[BEGIN Provided text]

How One Woman Went From Unemployed to Three Six-Figure Job Offers in One Month

Woman at desk

While most people struggle to find a new job that fits all of their criteria, and would never leave a job without a new one on the table, Katrina willingly quit her job for self-care (how boss is that?!) and still snagged three six-figure job offers—in one month!

It’s almost unheard of for a woman to leave her job because she needs a break, without worrying about what that will do to her chances of finding a new job. Ask new mothers who attempt to re-enter the workforce—it’s tough!

Add on top of that the general taboo of leaving a job—willingly—without having another offer lined up. And the dreaded gap-on-your-resume. It all just sounds kind of, well…reckless!

I get it. Job hunting sucks as it is. Application after application. Phone interviews with recruiters who don’t even really understand what you do, but still have a say in whether or not you get the job. Long, multi-round interviews with full presentations you spent a ton of time on—only to hear that they “went with an internal candidate”.

At least when you’re job hunting while you still have a job, you’re still getting a check. And you know when that check is coming.

So, why make your job hunt even shittier by not having a job that can pay your growing wine bill?

Well, how about not having a shitty job hunting experience at all?

Like Katrina—who got three six-figure offers, while hanging out at home watching Netflix, in a month.

And, yes, you can do it, too.

Here’s what you’re getting wrong about the job hunting process

You’re looking for a new job. You tighten up your resume. You spin up some nicely worded, not too aggressive, but clearly showing interest cover letters. And you’re firing off applications.

And maybe you get some traction. But, you still haven’t actually gotten an offer anywhere.

Problem number 1: you’re doing the same thing that most people are doing and hoping that you’re going to get different results than most people are getting.

It’s not impossible, it’s just not a great strategy. And it’s not the best use of your time.

With that strategy, you’re banking on:

  1. being the best candidate
  2. the right people noticing that you’re the best candidate out of a sea of other applicants

…which brings me to problem number 2.

Katrina and colleagues - The Career Rebrand

Problem number 2: you’re trying to be the best candidate when you should strive to be the only candidate.

Obviously you can’t wave a magic wand and eliminate the competition. However, you can make them irrelevant.

But I’m getting ahead of myself.

You’re trying to be the best candidate when you should strive to be the only candidate. Click To Tweet

Back to Katrina.

Katrina had this struggle, too. Like most people, she applied for jobs normally hoping to be the best candidate and hoped that people would read her resume, see that, interview her, and hire her—back when she wasn’t choosing between three six-figure job offers, while she was willingly unemployed.

Katrina needed to develop her career’s brand. This has made all the difference in the way she’s able to secure opportunities at her job and in her industry.

And, you’ll see, she’s secured a lot of them.

Your job ≠ your career

If you take nothing else from what I’m saying to you today, please, please, PLEASE catch this: your job is not your career.

Make that a mantra: my job is not my career.

Let’s break this down a bit. There’s a huge difference between your job and your career.

Your job is the title you currently hold and the tasks you currently do.

Let’s say you’re a Marketing Associate for a fashion company. Your job requires you to gather data about your customers and target audience and, to the best of your abilities, use that data to make suggestions about marketing strategies you should invest in.

[END Provided text]
[BEGIN Supplied material]

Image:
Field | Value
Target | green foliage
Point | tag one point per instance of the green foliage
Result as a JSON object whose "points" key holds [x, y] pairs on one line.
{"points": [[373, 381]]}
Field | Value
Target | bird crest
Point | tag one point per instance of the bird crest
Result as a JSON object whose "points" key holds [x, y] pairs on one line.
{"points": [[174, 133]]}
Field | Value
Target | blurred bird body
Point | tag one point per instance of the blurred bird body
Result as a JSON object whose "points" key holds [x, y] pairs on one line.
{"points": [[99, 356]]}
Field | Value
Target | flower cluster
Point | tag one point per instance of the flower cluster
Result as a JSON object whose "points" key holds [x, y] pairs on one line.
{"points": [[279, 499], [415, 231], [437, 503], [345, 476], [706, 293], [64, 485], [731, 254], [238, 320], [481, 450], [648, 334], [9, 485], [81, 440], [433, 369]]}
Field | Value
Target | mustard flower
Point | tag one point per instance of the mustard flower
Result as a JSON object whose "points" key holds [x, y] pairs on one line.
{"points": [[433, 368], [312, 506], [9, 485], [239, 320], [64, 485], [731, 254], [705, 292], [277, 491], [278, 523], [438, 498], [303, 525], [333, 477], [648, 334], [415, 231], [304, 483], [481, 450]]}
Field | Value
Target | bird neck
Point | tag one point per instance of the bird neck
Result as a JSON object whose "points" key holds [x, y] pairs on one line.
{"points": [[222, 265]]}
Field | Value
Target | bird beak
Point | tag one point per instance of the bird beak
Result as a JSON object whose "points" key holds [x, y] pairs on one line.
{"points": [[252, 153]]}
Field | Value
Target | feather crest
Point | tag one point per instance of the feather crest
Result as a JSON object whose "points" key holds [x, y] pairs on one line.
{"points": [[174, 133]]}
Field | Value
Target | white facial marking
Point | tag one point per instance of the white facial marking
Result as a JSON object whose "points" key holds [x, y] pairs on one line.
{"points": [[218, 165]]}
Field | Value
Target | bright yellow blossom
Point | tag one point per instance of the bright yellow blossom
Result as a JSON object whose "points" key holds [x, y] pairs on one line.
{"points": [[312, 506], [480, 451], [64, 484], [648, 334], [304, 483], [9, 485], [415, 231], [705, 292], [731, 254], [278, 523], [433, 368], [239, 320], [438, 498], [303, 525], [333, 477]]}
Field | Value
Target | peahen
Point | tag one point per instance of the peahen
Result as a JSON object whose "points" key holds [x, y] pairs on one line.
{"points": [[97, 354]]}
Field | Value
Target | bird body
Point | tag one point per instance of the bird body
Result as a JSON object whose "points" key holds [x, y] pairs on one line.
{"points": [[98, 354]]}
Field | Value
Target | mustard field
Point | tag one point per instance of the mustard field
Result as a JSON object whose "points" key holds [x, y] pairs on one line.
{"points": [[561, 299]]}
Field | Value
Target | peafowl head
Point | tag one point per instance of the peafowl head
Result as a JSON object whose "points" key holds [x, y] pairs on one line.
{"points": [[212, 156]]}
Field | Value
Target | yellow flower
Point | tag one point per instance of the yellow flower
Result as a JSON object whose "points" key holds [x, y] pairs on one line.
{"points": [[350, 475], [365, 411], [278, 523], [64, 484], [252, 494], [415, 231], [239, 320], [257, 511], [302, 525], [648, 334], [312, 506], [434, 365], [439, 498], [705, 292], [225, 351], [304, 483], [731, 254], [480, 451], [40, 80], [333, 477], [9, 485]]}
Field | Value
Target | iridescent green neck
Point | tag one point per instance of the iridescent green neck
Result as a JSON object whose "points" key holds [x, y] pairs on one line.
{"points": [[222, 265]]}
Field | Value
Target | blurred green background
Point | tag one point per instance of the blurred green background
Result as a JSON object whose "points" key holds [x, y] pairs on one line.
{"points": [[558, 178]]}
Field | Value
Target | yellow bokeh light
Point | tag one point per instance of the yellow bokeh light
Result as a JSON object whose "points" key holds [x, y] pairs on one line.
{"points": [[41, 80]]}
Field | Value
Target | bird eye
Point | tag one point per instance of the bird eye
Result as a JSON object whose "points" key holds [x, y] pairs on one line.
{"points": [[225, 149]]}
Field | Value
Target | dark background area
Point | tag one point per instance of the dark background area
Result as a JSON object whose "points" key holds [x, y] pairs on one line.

[END Supplied material]
[BEGIN Supplied material]

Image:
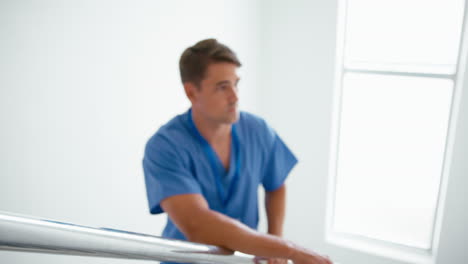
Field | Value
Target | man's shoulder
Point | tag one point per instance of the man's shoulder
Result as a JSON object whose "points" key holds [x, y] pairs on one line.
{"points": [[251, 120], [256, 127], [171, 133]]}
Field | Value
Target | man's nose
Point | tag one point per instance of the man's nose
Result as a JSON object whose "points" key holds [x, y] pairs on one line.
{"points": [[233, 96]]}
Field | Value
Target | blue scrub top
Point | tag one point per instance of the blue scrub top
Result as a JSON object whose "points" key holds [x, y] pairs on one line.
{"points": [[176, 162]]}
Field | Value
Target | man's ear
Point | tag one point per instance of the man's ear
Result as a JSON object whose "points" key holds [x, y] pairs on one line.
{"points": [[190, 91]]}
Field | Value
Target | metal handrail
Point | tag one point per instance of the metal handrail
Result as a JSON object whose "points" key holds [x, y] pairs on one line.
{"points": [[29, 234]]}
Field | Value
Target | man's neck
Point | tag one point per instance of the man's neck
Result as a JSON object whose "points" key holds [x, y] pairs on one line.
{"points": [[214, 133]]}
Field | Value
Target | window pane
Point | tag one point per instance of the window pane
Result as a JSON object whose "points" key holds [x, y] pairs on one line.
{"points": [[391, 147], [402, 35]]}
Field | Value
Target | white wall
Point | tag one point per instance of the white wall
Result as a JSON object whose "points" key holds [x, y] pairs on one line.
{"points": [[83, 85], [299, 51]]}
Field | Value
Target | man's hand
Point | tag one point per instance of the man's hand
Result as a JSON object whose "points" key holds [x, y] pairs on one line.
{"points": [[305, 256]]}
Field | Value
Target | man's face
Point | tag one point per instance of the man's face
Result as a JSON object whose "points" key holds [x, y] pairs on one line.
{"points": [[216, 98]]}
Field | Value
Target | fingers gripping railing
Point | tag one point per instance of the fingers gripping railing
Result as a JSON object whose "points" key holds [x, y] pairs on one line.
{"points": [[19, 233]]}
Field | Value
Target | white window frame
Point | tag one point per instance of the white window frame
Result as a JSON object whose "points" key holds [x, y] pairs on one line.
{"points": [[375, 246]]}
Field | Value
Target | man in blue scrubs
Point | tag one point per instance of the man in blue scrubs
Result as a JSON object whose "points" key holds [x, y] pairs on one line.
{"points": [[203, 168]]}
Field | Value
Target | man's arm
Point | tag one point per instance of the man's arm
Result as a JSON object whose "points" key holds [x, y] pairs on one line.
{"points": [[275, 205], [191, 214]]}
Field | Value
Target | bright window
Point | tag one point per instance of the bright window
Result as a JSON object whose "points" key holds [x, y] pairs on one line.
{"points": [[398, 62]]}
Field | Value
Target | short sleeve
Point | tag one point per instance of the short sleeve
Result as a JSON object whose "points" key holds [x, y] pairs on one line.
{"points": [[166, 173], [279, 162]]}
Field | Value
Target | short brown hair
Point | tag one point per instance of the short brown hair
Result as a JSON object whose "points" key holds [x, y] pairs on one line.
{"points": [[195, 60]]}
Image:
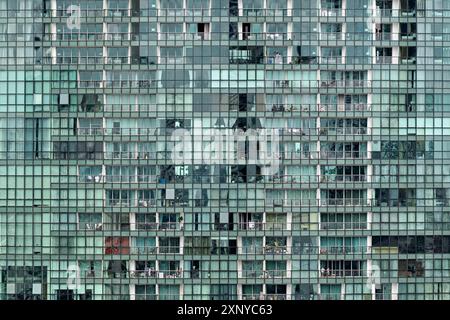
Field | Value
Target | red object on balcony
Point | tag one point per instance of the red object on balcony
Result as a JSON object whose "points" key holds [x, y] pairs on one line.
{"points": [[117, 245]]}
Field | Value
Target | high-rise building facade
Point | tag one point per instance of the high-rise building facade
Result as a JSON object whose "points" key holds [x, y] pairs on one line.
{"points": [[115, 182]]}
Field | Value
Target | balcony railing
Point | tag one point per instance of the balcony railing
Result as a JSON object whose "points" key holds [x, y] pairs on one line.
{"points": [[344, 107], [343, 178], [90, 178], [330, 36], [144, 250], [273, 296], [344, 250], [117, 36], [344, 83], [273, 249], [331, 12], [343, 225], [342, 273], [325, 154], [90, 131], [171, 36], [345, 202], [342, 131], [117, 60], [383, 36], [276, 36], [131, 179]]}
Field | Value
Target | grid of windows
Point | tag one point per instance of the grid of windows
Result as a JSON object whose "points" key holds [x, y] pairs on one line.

[END Supplied material]
[BEGIN Supplied material]

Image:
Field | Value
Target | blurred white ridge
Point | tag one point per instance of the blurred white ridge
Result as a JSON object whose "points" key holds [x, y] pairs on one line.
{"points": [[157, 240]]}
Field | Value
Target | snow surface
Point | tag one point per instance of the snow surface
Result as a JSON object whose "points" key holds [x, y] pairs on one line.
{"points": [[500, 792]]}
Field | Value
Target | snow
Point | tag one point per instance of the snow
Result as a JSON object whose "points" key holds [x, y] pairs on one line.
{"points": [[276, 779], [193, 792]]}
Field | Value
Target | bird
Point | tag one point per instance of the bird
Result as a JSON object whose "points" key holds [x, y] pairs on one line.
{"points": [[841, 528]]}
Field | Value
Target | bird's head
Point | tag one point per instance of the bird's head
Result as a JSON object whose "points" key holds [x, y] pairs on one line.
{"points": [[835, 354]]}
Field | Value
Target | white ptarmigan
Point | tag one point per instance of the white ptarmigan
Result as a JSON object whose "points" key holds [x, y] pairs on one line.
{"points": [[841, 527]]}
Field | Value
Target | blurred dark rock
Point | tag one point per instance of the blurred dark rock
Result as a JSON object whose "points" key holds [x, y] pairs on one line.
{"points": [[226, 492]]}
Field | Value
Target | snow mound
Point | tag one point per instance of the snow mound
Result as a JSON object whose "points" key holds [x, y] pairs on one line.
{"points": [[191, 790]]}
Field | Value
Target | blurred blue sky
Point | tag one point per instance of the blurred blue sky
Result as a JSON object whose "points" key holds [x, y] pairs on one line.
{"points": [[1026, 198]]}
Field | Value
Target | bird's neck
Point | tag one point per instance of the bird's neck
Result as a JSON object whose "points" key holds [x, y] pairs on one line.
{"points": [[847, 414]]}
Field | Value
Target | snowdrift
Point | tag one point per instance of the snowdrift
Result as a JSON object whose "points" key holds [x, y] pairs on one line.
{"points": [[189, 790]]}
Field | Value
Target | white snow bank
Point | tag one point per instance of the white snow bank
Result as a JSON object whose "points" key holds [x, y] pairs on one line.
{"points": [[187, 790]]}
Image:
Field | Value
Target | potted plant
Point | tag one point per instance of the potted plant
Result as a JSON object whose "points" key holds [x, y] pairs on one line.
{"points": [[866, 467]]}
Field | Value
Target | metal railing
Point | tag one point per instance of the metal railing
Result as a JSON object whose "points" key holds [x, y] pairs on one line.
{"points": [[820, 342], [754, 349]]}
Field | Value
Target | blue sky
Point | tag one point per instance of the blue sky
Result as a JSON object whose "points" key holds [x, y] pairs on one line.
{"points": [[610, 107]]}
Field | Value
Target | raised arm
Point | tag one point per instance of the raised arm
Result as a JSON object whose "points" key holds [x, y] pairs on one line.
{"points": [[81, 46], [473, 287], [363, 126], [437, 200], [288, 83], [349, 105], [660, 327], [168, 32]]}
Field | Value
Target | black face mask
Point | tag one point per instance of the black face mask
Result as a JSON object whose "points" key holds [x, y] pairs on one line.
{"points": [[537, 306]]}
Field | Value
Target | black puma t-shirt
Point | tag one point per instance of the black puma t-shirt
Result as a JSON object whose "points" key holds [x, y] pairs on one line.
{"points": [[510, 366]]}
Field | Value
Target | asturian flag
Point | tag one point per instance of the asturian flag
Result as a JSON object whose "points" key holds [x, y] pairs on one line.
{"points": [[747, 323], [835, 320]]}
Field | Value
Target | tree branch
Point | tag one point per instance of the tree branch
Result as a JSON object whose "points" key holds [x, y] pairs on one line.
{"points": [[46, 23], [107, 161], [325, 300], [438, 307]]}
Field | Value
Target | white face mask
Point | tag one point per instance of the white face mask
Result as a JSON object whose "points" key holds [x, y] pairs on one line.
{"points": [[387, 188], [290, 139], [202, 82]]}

[END Supplied material]

Direction A => In the article about Katrina's job search, how many six-figure job offers did she get, and within what span of time?
Direction B => Pick up the article about Katrina's job search after its last sentence and write the next part.

Exercise response A => Three six-figure job offers within one month.

Exercise response B =>
Your career field or industry may be in marketing, or you might say it’s in fashion—that choice is really based on where you want to go next. Equally, you can decide that your career truly revolves around doing research and analyzing data. This opens you up to working across industries.

But neither your job, nor your career field or industry, is your career.

Your career is the larger story of the results that you get over the course of your working lifetime. Jobs are just chapters in that story.

People who truly understand this concept, and know how to use their stories, have infinitely more finesse when it comes to securing opportunities and tend to have more interesting careers that they’re excited about.

These people walk into interviews in the position of power because they know that all of their experience and all that they bring to the table—even the stuff that seems “unrelated”—is valuable and relevant to the opportunity they want.

They understand how their unique story positions them as the only candidate capable of making the employer (or the gatekeeper of this opportunity) successful at things they didn’t even ask for because they didn’t even know a candidate could bring it to the table.

Like I said earlier, you don’t want to be the best. You want to be the only.

I particularly love how this finesse works with candidates who come from other fields who think that their experience just isn’t relevant.

Fun fact: most of the jobs and titles I’ve had in my life were created for me once the employer realized that I had skills they didn’t even ask candidates to have. They met me, learned what I could do, and made ways to get me on their teams.

Because I was the only.

And my career’s brand showed that, time and time again.

Your career is the larger story of the results that you get over the course of your working lifetime. Jobs are just chapters in that story. Click To Tweet

Your career’s brand is not only about the jobs you do

This is another very important point that like 99% of people don’t even realize. Welcome to the 1%.

Your career’s brand is not just made up the jobs you’ve had. Your career’s brand is also meant to be used for more than just getting a job.

Think about the other career related things you can do that have nothing to do with the company you work for. Things that would be “good for your career” like:

  • Speaking at conferences
  • Engaging in thought leadership
  • Joining and/or leading professional industry organizations

You can do all of those whether you have a job or not. And if you don’t have a job, or the job you want, hitting up some of those activities will definitely make it easier to get the job you want.

All of those strengthen your career’s brand. And they can be easier to achieve if your career’s brand is strong.

Katrina understood that her career exists whether she has a job or not. That’s why she could leave her job and not worry about her career suffering.

It’s this mentality that helps people successfully leave their jobs and go out on their own, doing the same kind of work, without having to struggle to find a clientele.

Lemme slow down a second.

This is all pretty tough to grasp if you don’t understand what a brand is.

A brand is the perception a person has of you. It forms what they think and say about you when you’re not present and it dictates how they treat you. If people don’t know you exist until you apply for the job, then you don’t have a brand with them until their eyes see your resume.

If that’s your first impression, you’d better have a badass resume (DM me for my free resume writing guide).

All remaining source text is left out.